**Exercise objective:** Repeat word for word the stretch of the concentrated solar power text below from "Subject Company: Nabors" through "Images: John Moore)".
** start of Passage given **
Filed by Vast Solar Pty Ltd

Pursuant to Rule 425 of the Securities Act of 1933

and deemed filed pursuant to Rule 14a-12

of the Securities Exchange Act of 1934

Subject Company: Nabors Energy Transition Corp.

Commission File No.: 001-41073

Set forth below is transcript of an article with an excerpt from Craig Wood, Chief Executive Officer of Vast Solar Pty Ltd (“Vast Solar”) on or around April 5, 2023 regarding Vast Solar’s proposed business combination with Nabors Energy Transition Corp.

Concentrated solar power is an old technology making a comeback. Here's how it works

ABC Science

By technology reporter James Purtill

The 100MW Cerro Dominador CSP plant in the Atacama Desert, Chile.(Getty Images: John Moore)

There was a time, not long ago, when the future of electricity generation looked something like the opening scene of Bladerunner 2049, with endless arrays of mirrors in concentric circles.

The opening scene of Bladerunner 2049, with not a solar panel in sight.(Gfycat)

Concentrated solar power (CSP) uses mirrors to focus heat from the Sun to drive a steam turbine and generate electricity.

While CSP was once the great hope for replacing coal and gas-fired generation, it's now generally considered to have been eclipsed by cheaper forms of renewable generation, like solar panels and wind turbines.

Recently, however, it's been making a quiet comeback.

The reason for this boils down to three words that describe one of the major challenges of decarbonising the grid: overnight energy storage. 

The CSIRO's Renewable Energy Storage Roadmap, released last week, predicts that by 2050, CSP will be the cheapest way to store energy for 8–24 hours.

Developing this "medium-duration" storage is a necessary step to switching off coal- and gas-fired generation that produce most of the power we use at night.
** end of Passage given **
** start of Supplied material **
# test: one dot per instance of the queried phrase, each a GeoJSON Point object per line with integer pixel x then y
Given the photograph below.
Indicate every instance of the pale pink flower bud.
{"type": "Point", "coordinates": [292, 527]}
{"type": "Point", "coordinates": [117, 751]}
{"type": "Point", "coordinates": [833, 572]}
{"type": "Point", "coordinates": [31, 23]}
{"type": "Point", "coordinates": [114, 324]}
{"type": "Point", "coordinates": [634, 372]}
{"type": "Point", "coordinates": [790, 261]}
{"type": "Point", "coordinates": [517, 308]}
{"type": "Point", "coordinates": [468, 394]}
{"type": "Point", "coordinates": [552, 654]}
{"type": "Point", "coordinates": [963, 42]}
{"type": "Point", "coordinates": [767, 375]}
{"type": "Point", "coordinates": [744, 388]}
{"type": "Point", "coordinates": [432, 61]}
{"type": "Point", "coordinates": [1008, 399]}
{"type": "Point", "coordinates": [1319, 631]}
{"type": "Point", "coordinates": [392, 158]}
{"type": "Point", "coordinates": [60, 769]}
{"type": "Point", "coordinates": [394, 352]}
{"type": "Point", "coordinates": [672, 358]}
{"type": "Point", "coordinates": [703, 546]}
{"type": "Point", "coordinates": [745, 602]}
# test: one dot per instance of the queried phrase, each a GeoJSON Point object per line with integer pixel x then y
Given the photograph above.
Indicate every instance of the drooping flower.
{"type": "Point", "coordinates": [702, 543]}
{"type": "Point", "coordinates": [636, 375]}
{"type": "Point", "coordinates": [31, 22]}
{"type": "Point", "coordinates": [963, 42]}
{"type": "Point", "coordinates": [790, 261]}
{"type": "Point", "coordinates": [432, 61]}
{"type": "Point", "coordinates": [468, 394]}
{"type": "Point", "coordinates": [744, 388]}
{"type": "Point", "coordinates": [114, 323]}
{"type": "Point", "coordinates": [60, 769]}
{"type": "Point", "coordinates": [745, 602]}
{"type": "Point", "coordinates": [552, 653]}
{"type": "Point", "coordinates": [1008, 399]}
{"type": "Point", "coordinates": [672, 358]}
** end of Supplied material **
**Complete output:**
Subject Company: Nabors Energy Transition Corp.

Commission File No.: 001-41073

Set forth below is transcript of an article with an excerpt from Craig Wood, Chief Executive Officer of Vast Solar Pty Ltd (“Vast Solar”) on or around April 5, 2023 regarding Vast Solar’s proposed business combination with Nabors Energy Transition Corp.

Concentrated solar power is an old technology making a comeback. Here's how it works

ABC Science

By technology reporter James Purtill

The 100MW Cerro Dominador CSP plant in the Atacama Desert, Chile.(Getty Images: John Moore)